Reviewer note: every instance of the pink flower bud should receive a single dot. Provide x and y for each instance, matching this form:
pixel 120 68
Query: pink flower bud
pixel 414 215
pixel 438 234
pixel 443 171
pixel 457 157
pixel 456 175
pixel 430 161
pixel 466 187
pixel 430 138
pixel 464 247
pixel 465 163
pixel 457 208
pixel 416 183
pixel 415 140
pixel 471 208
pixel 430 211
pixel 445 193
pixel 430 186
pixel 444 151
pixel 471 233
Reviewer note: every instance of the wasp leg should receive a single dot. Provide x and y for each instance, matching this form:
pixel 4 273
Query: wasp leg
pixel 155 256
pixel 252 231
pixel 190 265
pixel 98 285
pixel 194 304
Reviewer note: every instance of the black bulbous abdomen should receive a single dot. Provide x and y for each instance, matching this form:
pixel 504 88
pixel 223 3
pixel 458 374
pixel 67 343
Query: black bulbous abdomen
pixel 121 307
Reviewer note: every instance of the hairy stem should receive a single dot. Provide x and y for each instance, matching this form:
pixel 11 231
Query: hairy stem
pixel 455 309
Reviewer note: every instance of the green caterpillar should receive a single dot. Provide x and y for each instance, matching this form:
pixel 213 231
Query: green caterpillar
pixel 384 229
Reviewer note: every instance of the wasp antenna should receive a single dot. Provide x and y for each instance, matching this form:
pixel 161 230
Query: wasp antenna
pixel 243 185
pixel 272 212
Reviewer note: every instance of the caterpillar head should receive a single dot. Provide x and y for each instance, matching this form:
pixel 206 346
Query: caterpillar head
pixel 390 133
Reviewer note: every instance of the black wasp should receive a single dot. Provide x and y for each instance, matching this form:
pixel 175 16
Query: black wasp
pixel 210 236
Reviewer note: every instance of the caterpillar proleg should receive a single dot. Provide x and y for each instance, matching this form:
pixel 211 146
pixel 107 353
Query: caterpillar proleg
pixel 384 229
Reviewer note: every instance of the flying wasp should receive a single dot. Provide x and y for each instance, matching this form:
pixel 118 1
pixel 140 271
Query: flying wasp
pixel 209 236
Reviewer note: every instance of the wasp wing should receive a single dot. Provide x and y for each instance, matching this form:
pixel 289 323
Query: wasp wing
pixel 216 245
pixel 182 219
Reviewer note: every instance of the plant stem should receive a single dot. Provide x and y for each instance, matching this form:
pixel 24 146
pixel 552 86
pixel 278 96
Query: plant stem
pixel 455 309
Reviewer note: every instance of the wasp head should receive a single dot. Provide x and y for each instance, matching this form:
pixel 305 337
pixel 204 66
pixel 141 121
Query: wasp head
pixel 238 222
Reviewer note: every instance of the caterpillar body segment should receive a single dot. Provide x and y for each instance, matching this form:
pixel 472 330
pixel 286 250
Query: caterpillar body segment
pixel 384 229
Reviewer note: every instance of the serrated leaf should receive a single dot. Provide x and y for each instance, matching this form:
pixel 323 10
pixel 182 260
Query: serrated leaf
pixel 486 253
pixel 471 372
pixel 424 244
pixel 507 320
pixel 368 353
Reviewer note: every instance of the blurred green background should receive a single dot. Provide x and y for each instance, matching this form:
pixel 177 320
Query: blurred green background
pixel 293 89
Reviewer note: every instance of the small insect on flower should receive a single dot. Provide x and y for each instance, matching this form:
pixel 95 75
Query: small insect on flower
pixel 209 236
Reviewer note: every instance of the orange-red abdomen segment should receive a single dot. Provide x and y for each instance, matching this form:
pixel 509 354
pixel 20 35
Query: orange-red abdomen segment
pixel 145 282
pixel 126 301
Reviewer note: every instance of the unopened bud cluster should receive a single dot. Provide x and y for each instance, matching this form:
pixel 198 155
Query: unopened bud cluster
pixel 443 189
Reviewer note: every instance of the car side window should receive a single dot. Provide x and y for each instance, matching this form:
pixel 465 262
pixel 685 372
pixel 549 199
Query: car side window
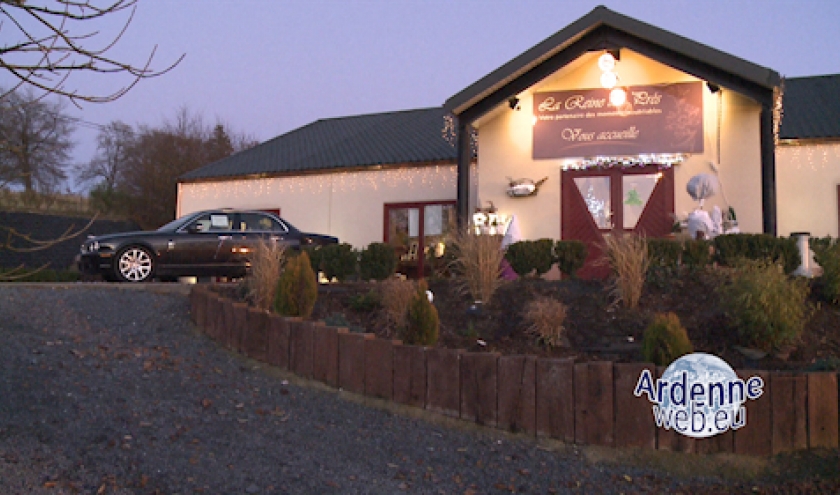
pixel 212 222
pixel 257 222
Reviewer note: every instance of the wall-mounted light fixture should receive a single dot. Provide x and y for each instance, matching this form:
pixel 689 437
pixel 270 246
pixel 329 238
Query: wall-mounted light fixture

━━━━━━━━━━

→ STATED TASK:
Rename "single dot" to "single point" throughout everything from the line containing "Reviewer note: every instance of the wasp antenna" down to the line containing "pixel 210 236", and give back only those lines with all else unchanged.

→ OUTPUT FOR THIS EXERCISE:
Reviewer note: every instance of the wasp antenna should receive a single point. Provide x and y for each instance, matching this form:
pixel 161 230
Query: wasp antenna
pixel 243 185
pixel 272 212
Reviewer note: every instance of the caterpillar head should receive a single point. Provide x and y for each instance, matching this form:
pixel 206 346
Query: caterpillar head
pixel 390 133
Reviewer note: every instance of the black wasp should receive a single point. Provide x and y for each instance, matching this form:
pixel 175 16
Query: black wasp
pixel 210 236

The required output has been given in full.